:: Input

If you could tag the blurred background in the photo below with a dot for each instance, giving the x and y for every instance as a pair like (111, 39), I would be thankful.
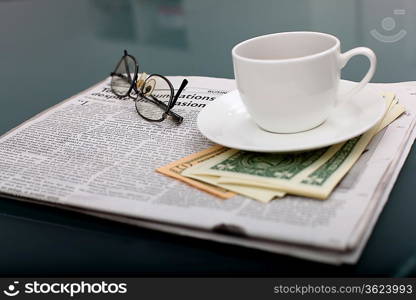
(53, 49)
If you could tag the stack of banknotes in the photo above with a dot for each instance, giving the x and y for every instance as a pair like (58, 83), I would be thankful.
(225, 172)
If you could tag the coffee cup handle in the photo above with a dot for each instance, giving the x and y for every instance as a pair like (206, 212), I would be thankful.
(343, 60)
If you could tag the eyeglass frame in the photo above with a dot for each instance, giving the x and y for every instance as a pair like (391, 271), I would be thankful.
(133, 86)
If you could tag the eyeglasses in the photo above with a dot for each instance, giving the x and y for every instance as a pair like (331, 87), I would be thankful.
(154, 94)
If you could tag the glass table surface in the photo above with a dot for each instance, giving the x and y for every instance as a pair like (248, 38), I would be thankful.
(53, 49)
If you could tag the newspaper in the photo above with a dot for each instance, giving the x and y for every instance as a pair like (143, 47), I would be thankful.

::::

*Exercise instructions*:
Please reprint the entire listing above word for word, leaving out the pictures.

*Written answer*:
If you could tag the blurred background in the photo below with a dot for each instance, giving the x and y for every instance as a pair like (111, 39), I would be thankful.
(53, 49)
If you could tag the stack of banknotes in the photo above with a dot for each instance, giving the x and y for every instance as a pair like (58, 83), I would be thankful.
(225, 172)
If you could tag the coffee cup handle in the photo above with a dot for each instance, giving the x and y for every instance as a pair like (206, 212), I would be thankful.
(343, 60)
If you could tag the eyeglass frame in the photo above with a dot for each instance, giving the x and y for every instance as a pair like (391, 271), I would be thankful.
(133, 86)
If you could tag the eyeglasses in the photo above with a dot for each instance, giving the x and y for every instance as a pair like (331, 87), I would be thankful.
(154, 94)
If you could tag the glass table surface in the photo above with a dot for each instance, giving the x and y for every instance as a pair like (248, 38), I would be thankful.
(53, 49)
If you could tag the newspaper in the photo above with a dot for each instance, giving the x and y for every instance as a pair like (143, 47), I would be thankful.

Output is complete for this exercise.